- **Exercise**
Nothing but the lines from the one containing "An outline is" to the end of the data should be returned, each exactly as written.

-----

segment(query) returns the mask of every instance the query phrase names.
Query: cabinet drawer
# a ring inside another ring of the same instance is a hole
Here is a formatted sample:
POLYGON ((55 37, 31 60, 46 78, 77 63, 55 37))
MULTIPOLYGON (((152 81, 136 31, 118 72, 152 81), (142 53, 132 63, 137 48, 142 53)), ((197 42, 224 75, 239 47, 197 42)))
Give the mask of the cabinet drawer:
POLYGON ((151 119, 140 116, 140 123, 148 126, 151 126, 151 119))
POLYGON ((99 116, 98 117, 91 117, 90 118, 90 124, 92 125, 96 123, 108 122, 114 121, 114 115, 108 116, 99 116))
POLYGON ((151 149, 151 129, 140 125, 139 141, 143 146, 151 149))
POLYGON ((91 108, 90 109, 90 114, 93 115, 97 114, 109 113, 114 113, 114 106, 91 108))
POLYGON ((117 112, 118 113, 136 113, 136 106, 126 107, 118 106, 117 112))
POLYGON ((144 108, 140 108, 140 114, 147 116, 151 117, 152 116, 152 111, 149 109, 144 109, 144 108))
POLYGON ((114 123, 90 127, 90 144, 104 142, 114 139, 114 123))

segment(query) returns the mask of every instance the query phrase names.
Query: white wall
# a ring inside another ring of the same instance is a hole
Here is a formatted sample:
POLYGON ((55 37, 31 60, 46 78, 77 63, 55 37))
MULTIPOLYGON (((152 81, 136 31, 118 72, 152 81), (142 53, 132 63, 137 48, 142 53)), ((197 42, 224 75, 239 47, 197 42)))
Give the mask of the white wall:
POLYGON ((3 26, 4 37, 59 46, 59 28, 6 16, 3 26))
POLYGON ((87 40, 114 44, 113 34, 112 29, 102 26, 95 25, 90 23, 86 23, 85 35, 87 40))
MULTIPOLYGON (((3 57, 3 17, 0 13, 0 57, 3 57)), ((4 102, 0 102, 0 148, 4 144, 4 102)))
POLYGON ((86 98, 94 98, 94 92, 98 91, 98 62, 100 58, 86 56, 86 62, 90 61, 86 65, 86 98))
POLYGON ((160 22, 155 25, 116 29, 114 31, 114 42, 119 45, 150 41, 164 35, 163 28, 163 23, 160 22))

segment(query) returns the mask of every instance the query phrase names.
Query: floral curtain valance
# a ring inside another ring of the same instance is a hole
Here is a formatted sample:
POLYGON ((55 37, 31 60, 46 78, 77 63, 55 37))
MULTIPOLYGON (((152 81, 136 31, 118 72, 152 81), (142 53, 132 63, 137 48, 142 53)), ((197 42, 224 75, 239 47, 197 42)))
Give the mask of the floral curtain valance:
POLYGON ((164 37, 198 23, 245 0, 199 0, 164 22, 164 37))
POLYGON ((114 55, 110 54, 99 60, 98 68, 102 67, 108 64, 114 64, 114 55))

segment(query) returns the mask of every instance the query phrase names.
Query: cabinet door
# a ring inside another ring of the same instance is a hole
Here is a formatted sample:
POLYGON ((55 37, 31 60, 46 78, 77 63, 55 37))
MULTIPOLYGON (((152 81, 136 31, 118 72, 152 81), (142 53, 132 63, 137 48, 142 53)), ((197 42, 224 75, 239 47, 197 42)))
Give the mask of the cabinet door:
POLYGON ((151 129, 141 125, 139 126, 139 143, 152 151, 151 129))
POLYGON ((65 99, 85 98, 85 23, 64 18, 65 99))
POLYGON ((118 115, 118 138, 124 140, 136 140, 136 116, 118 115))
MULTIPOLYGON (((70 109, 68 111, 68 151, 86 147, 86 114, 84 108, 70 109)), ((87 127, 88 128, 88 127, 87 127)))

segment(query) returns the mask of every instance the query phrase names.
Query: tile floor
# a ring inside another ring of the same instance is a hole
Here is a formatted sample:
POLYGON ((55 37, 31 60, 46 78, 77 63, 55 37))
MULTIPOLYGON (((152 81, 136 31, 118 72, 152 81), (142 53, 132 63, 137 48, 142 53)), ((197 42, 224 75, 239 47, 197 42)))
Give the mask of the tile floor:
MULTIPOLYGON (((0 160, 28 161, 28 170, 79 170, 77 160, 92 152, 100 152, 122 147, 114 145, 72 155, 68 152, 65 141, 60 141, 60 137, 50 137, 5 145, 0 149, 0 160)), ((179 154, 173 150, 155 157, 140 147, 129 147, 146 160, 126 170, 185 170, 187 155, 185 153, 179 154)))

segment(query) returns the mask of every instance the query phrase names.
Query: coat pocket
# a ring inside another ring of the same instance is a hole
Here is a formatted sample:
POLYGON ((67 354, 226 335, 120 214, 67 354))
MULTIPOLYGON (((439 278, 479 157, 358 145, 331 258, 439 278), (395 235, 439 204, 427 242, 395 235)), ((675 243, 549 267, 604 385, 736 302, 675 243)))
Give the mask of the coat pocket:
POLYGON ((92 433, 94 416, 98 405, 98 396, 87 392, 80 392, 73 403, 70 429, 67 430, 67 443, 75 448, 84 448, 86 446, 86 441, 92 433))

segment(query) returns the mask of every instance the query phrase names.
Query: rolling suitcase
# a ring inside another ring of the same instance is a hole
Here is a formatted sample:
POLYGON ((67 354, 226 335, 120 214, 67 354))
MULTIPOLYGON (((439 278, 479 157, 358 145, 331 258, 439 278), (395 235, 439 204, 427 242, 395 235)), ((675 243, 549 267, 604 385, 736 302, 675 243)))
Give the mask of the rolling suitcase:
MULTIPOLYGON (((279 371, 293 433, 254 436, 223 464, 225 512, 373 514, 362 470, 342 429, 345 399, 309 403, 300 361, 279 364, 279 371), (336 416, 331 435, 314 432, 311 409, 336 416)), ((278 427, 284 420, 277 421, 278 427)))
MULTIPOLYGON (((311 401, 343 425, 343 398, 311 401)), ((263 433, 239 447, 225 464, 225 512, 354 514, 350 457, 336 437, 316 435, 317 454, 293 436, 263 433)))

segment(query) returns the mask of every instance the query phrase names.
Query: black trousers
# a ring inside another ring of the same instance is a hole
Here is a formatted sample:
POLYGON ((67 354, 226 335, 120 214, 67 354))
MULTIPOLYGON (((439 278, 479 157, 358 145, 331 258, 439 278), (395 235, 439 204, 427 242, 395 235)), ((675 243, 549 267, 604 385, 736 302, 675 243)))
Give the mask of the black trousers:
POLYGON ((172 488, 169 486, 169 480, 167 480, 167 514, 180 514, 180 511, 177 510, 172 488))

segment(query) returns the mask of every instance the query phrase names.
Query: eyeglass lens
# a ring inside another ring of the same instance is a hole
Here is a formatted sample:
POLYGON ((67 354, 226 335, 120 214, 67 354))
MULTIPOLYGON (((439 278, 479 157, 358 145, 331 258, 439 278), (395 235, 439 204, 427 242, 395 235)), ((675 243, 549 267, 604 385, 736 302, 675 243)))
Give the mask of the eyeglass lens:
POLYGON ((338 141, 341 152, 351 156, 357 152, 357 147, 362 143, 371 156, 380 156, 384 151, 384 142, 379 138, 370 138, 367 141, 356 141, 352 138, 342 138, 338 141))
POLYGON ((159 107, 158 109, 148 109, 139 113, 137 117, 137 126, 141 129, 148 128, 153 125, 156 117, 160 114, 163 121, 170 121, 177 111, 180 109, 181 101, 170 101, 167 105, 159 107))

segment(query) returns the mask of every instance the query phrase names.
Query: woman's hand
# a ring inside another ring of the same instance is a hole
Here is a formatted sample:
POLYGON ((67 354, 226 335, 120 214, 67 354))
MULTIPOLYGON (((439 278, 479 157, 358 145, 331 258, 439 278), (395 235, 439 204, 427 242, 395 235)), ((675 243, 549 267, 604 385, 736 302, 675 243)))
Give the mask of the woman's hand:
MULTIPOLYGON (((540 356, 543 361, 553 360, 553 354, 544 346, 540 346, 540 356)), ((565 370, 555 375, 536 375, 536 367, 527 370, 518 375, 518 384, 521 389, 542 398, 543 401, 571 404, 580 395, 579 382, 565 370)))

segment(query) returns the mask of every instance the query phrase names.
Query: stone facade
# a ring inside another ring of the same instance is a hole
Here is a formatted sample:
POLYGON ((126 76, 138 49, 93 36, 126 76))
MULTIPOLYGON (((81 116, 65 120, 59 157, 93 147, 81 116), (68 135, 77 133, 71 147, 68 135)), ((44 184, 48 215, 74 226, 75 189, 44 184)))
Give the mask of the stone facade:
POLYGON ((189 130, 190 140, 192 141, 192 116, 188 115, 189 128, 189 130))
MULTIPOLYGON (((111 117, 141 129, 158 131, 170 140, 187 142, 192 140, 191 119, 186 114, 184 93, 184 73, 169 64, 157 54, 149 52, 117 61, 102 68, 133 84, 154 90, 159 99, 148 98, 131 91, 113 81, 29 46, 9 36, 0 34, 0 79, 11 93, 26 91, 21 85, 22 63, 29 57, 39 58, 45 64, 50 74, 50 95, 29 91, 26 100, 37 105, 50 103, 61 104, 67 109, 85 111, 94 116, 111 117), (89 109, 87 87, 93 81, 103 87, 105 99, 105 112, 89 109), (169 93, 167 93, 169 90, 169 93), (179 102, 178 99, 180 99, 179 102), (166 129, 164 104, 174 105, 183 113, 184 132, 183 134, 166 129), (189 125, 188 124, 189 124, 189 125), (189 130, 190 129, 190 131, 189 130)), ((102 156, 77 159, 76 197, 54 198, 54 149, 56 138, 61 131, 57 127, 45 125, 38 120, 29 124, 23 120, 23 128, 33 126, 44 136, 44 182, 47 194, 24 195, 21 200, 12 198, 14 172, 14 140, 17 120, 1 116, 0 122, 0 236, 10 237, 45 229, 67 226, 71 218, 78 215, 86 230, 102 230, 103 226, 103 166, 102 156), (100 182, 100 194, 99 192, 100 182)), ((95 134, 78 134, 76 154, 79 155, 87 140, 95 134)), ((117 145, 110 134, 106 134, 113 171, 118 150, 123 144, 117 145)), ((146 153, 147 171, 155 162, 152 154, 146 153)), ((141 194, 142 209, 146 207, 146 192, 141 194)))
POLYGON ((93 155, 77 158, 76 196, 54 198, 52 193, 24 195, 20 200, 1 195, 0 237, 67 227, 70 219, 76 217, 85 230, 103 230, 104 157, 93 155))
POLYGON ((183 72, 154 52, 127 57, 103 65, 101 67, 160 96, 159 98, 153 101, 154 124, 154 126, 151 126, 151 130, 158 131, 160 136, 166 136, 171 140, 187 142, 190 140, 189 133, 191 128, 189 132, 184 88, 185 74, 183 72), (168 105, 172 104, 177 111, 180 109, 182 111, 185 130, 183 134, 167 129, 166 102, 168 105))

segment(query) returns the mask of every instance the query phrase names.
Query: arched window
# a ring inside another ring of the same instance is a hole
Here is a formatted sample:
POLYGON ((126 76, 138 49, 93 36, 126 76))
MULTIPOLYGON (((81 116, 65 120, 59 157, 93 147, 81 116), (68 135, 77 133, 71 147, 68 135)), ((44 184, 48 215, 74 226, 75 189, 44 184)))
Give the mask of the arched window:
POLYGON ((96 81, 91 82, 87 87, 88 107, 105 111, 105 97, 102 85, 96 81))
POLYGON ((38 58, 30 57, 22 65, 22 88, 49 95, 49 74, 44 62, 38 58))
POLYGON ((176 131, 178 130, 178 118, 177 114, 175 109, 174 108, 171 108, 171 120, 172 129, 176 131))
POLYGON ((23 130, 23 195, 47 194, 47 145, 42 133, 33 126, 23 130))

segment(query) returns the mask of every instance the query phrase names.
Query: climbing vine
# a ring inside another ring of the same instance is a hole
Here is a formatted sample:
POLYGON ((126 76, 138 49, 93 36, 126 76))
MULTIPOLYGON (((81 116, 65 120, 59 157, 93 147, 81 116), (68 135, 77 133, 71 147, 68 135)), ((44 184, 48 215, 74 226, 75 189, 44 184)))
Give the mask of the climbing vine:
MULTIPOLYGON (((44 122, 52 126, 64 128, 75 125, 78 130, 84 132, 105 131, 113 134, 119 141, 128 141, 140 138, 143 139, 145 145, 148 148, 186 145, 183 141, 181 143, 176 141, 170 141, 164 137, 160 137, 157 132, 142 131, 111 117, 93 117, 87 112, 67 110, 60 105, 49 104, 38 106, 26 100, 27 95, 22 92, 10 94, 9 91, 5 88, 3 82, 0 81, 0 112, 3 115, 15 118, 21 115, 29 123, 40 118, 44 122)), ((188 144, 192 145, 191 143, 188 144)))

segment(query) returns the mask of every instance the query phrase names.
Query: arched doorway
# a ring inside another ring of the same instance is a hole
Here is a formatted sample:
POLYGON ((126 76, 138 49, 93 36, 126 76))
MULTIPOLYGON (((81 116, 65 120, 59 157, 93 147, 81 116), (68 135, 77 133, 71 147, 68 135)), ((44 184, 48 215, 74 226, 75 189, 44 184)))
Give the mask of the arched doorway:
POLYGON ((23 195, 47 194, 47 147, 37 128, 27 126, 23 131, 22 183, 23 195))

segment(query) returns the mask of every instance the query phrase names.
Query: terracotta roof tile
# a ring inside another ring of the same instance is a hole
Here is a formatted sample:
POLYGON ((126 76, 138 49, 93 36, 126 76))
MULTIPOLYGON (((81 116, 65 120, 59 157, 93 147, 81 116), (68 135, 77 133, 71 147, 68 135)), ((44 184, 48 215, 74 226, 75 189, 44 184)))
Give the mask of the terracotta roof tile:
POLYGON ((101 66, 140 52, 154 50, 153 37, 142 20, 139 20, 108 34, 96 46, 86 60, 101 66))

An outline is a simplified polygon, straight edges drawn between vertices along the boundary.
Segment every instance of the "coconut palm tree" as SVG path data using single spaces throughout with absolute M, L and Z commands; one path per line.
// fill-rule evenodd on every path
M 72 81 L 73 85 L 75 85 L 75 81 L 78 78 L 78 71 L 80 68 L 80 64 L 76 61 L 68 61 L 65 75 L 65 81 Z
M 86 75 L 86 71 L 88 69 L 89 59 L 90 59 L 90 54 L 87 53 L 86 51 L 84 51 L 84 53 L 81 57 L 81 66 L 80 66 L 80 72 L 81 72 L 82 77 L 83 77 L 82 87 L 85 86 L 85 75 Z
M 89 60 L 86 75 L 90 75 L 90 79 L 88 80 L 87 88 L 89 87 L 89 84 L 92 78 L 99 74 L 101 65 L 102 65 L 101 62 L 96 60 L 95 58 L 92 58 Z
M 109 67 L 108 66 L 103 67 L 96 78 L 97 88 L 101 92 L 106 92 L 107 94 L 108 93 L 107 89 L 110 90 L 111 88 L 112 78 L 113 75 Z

-----

- **Output of the exercise**
An outline is a simplified polygon, straight edges drawn between vertices along the boundary.
Segment every instance of the "coconut palm tree" as SVG path data using single spaces throughout with absolute M, L and Z commands; one path per line.
// fill-rule evenodd on every path
M 72 81 L 73 85 L 75 85 L 75 81 L 78 78 L 78 71 L 80 68 L 80 64 L 76 61 L 68 61 L 65 75 L 65 81 Z
M 86 75 L 86 71 L 88 69 L 89 59 L 90 59 L 90 54 L 87 53 L 86 51 L 84 51 L 84 53 L 81 57 L 81 66 L 80 66 L 80 72 L 81 72 L 82 77 L 83 77 L 82 87 L 85 86 L 85 75 Z
M 89 60 L 86 75 L 90 75 L 90 79 L 88 80 L 87 88 L 89 87 L 89 84 L 92 78 L 99 74 L 101 65 L 102 65 L 101 62 L 96 60 L 95 58 L 92 58 Z
M 109 67 L 108 66 L 103 67 L 96 78 L 97 88 L 101 92 L 106 92 L 107 94 L 108 93 L 107 89 L 110 90 L 111 88 L 112 78 L 113 75 Z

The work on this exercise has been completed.